§ TO DO
The expected output is the complete data, reproduced exactly.

Collected data:

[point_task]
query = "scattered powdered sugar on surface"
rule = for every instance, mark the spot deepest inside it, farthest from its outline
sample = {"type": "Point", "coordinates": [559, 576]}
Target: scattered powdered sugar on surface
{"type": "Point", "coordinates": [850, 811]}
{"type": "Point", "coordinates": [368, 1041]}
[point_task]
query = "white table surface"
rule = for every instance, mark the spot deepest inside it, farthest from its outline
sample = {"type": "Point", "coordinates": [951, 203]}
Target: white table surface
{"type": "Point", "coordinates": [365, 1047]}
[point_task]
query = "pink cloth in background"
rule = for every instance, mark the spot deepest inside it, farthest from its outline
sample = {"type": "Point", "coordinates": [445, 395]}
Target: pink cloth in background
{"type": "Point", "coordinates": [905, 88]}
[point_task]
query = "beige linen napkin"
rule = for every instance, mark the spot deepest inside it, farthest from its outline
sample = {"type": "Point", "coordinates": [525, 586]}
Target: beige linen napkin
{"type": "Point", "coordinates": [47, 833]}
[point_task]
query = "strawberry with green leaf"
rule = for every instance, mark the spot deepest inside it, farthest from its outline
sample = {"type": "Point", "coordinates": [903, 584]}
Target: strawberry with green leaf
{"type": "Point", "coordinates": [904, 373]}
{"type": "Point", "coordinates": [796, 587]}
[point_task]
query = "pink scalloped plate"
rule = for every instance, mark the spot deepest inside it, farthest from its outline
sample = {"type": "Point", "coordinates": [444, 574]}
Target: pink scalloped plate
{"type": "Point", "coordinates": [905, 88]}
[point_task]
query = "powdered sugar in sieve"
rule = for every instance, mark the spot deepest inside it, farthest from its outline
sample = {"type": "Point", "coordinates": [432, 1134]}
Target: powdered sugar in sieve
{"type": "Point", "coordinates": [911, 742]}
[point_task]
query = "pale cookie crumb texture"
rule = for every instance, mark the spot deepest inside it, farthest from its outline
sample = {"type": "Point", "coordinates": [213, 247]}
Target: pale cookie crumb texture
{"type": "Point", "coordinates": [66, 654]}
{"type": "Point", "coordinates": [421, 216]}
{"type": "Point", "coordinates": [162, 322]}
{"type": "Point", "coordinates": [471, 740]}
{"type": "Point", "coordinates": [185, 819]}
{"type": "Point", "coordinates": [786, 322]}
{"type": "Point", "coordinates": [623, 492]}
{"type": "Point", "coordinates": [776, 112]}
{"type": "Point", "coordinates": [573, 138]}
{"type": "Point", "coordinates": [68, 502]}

§ ANSWER TO THIS TASK
[point_task]
query = "scattered powdered sugar on surface"
rule = for every instance, mark the spot deepest inside it, farthest from its outline
sample = {"type": "Point", "coordinates": [559, 576]}
Target: scattered powdered sugar on surface
{"type": "Point", "coordinates": [850, 811]}
{"type": "Point", "coordinates": [368, 1041]}
[point_task]
query = "white table surface"
rule = for every instance, mark the spot deepest inside it, farthest from its outline
sample = {"type": "Point", "coordinates": [951, 203]}
Target: white table surface
{"type": "Point", "coordinates": [365, 1047]}
[point_task]
query = "pink cloth in background"
rule = for every instance, mark the spot deepest inside it, farthest from its outline
sample = {"type": "Point", "coordinates": [445, 395]}
Target: pink cloth in background
{"type": "Point", "coordinates": [905, 88]}
[point_task]
query = "beige linen napkin"
rule = for every instance, mark the spot deepest inside it, farthest from its outline
sample = {"type": "Point", "coordinates": [525, 586]}
Target: beige linen napkin
{"type": "Point", "coordinates": [47, 833]}
[point_task]
query = "strawberry with green leaf"
rule = for every instance, mark the spot deepest inside it, farthest from its outline
sample = {"type": "Point", "coordinates": [903, 584]}
Target: strawberry with green leaf
{"type": "Point", "coordinates": [904, 373]}
{"type": "Point", "coordinates": [796, 587]}
[point_task]
query = "pink scalloped plate"
rule = for every instance, mark the spot deepest inside it, farthest from its outline
sample = {"type": "Point", "coordinates": [444, 574]}
Target: pink scalloped plate
{"type": "Point", "coordinates": [905, 88]}
[point_task]
query = "powdered sugar in sieve"
rule = for every instance, mark the spot deepest inside it, farthest from its outline
sample = {"type": "Point", "coordinates": [432, 1134]}
Target: powdered sugar in sieve
{"type": "Point", "coordinates": [911, 742]}
[point_task]
query = "pale cookie crumb texture"
rule = for every instance, mark the spot deepest inside it, farthest from its outline
sample = {"type": "Point", "coordinates": [213, 247]}
Target: pale cookie crumb texture
{"type": "Point", "coordinates": [66, 654]}
{"type": "Point", "coordinates": [421, 216]}
{"type": "Point", "coordinates": [162, 322]}
{"type": "Point", "coordinates": [471, 740]}
{"type": "Point", "coordinates": [185, 819]}
{"type": "Point", "coordinates": [786, 322]}
{"type": "Point", "coordinates": [623, 492]}
{"type": "Point", "coordinates": [776, 112]}
{"type": "Point", "coordinates": [573, 138]}
{"type": "Point", "coordinates": [68, 502]}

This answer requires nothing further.